Your assignment: Repeat exactly the lines below from the line that contains "Locate every instance of the white shorts" to the last line, inclusive, without the pictures.

Natural-language object grounding data:
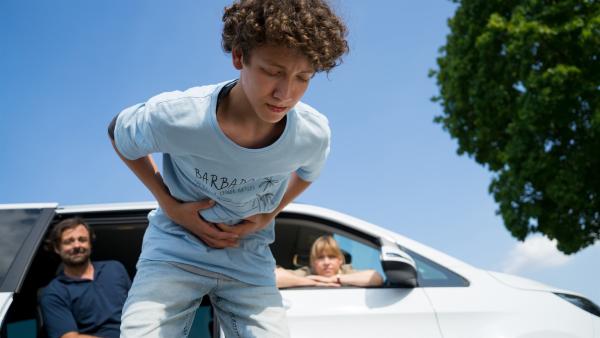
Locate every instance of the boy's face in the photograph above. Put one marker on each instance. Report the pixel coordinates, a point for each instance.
(273, 80)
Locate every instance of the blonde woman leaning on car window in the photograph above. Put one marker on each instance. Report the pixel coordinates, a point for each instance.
(327, 268)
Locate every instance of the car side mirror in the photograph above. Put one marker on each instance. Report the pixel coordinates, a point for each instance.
(400, 269)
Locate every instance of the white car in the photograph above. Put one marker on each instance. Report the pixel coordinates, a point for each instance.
(427, 294)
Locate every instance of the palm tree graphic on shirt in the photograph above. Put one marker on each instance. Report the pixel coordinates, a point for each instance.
(267, 183)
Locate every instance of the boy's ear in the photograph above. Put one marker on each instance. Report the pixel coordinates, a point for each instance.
(237, 58)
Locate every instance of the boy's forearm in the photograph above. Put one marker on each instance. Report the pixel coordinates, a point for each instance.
(147, 172)
(294, 189)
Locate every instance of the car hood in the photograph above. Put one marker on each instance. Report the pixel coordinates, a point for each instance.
(524, 283)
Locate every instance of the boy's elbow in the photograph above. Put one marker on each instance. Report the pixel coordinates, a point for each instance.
(111, 128)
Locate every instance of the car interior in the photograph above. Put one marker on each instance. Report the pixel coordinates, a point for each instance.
(119, 237)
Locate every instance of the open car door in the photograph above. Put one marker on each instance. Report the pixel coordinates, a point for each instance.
(22, 228)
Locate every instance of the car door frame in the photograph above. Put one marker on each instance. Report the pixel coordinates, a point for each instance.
(19, 267)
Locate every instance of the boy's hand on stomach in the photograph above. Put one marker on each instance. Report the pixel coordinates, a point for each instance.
(248, 225)
(187, 215)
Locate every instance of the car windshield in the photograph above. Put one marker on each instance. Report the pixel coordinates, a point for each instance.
(15, 226)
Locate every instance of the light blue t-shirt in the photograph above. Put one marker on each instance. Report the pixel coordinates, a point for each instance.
(200, 161)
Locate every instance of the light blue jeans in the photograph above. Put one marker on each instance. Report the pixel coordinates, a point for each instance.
(164, 297)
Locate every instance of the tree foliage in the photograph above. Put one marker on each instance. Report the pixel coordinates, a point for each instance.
(519, 85)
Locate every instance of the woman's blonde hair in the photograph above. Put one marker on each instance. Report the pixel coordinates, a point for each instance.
(326, 245)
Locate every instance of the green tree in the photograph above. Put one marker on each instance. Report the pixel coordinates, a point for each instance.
(519, 85)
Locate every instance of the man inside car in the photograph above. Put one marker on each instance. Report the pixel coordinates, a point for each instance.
(86, 298)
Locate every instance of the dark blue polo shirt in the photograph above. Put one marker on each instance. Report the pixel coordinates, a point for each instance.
(86, 306)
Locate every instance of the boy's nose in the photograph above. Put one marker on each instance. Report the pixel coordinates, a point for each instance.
(283, 90)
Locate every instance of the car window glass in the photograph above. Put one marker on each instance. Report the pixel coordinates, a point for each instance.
(15, 226)
(362, 257)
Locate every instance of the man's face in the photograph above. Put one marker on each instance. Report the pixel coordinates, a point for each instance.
(75, 247)
(273, 80)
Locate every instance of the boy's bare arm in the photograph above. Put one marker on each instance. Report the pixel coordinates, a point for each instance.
(185, 214)
(254, 223)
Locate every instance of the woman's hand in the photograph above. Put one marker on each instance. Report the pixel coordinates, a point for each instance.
(324, 281)
(187, 214)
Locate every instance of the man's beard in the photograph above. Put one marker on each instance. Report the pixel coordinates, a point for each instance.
(73, 260)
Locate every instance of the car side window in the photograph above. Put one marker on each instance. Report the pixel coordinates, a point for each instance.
(363, 257)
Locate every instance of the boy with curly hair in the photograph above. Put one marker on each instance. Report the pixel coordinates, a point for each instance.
(234, 155)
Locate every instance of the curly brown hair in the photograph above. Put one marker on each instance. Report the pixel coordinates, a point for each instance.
(309, 26)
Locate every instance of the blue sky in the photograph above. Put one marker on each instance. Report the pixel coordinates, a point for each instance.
(67, 67)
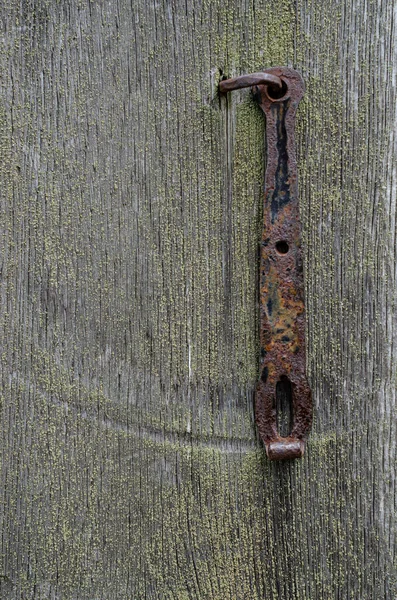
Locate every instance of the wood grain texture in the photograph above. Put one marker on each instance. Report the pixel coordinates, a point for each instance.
(130, 221)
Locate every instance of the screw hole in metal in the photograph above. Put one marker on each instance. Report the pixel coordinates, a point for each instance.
(282, 247)
(276, 93)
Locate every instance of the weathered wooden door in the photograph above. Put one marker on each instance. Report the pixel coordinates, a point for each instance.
(131, 200)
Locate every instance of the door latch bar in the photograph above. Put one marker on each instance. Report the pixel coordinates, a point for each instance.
(278, 91)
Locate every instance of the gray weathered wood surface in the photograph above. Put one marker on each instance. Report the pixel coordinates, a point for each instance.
(130, 221)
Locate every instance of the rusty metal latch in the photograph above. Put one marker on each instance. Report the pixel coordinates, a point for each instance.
(282, 306)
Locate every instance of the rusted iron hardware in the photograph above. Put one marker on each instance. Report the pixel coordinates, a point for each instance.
(282, 307)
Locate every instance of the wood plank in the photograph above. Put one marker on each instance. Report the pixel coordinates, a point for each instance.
(130, 223)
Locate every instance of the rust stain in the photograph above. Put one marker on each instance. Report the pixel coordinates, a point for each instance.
(282, 305)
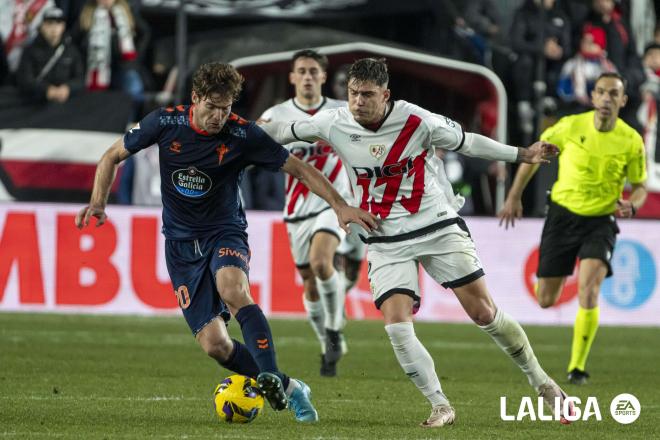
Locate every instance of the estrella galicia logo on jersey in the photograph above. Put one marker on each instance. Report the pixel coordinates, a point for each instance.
(377, 150)
(173, 120)
(191, 182)
(239, 132)
(634, 276)
(175, 147)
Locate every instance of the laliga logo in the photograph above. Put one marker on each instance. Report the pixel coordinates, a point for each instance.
(526, 409)
(624, 408)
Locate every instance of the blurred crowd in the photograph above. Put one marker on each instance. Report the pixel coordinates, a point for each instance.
(547, 52)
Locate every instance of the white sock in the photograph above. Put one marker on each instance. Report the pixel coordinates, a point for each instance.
(333, 296)
(416, 362)
(348, 284)
(511, 338)
(316, 317)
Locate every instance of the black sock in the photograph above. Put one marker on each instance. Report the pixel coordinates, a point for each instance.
(241, 361)
(258, 339)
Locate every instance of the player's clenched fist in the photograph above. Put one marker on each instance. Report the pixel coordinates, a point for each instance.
(348, 214)
(84, 215)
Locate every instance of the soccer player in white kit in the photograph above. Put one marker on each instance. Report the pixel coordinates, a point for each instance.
(314, 234)
(387, 148)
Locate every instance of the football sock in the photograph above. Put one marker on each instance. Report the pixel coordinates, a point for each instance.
(241, 361)
(258, 339)
(584, 333)
(293, 384)
(416, 362)
(511, 338)
(316, 318)
(348, 283)
(333, 296)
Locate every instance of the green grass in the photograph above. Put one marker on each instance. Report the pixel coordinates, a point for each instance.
(96, 377)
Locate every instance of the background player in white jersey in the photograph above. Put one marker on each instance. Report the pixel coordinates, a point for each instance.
(314, 233)
(387, 147)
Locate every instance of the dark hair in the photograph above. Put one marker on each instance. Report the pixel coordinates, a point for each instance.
(369, 70)
(615, 75)
(310, 53)
(651, 47)
(219, 78)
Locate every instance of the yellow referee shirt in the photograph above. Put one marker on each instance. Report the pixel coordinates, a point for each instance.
(594, 165)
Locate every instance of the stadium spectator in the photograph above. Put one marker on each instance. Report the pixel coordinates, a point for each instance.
(4, 67)
(481, 26)
(541, 36)
(113, 39)
(621, 50)
(19, 22)
(51, 68)
(599, 152)
(339, 82)
(640, 15)
(386, 145)
(647, 115)
(580, 72)
(651, 62)
(314, 235)
(204, 149)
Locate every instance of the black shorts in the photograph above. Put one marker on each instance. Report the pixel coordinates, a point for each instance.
(567, 236)
(193, 264)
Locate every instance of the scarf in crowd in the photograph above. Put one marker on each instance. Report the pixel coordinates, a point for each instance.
(26, 16)
(99, 55)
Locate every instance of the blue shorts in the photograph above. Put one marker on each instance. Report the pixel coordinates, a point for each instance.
(192, 265)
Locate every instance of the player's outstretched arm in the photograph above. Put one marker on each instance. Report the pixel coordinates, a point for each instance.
(287, 132)
(106, 170)
(628, 208)
(319, 185)
(512, 208)
(476, 145)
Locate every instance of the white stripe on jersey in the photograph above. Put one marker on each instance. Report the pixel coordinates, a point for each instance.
(300, 202)
(393, 170)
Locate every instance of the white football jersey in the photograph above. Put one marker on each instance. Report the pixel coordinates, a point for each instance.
(393, 170)
(300, 202)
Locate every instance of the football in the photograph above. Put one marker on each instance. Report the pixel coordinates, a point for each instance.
(237, 399)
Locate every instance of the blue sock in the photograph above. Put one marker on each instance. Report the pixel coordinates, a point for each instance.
(241, 361)
(259, 340)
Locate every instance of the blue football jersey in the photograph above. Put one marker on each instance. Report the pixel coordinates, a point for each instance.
(200, 173)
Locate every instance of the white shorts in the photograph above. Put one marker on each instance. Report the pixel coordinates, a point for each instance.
(301, 233)
(352, 247)
(448, 255)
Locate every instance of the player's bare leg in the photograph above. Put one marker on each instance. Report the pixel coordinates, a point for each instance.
(233, 286)
(313, 305)
(330, 288)
(415, 360)
(548, 290)
(510, 337)
(591, 274)
(229, 353)
(351, 272)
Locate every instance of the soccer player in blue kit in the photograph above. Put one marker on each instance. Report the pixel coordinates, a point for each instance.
(203, 150)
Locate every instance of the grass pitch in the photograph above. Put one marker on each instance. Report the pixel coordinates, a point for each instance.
(99, 377)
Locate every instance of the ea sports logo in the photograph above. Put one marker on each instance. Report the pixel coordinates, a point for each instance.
(625, 408)
(531, 265)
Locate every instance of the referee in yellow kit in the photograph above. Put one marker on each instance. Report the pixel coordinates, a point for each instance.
(598, 152)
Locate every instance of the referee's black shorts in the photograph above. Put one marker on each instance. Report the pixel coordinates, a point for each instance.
(567, 236)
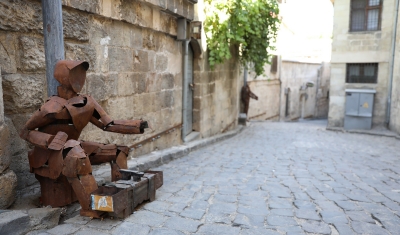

Reply:
Locate every instance of the white shorts in the photograph above. Put one marker on each instance. Report the pixel coordinates, a point for each instance.
(301, 233)
(352, 247)
(448, 255)
Locate every instance of the player's bare leg in the photograph above. Put one marker on each instance. Report the pixel coordinates, a point for each instance.
(233, 286)
(313, 305)
(330, 288)
(415, 360)
(548, 290)
(510, 337)
(591, 274)
(229, 353)
(351, 272)
Locate every instance of the soccer player in blue kit in the photograph above. Put one marker on each instance. Report the pixel coordinates, a point for each instance.
(203, 150)
Locate every instance of the grass pitch in the photograph above. Put one marker on each instance. Report the pixel coordinates, a point for each instance.
(99, 377)
Locate every instance of the ea sports logo in the photograph above. Put one marker on each instance. Report the pixel coordinates, a point for each instance.
(625, 408)
(531, 265)
Locate every instance of the referee in yellow kit in the photograph above. Put one marker on each instance. Report the pixel coordinates, a point for each instance.
(598, 152)
Locate every instance of the referee's black shorts in the photograph above. Put one marker on each instance. Report the pixel coordinates, a point for each instance.
(567, 236)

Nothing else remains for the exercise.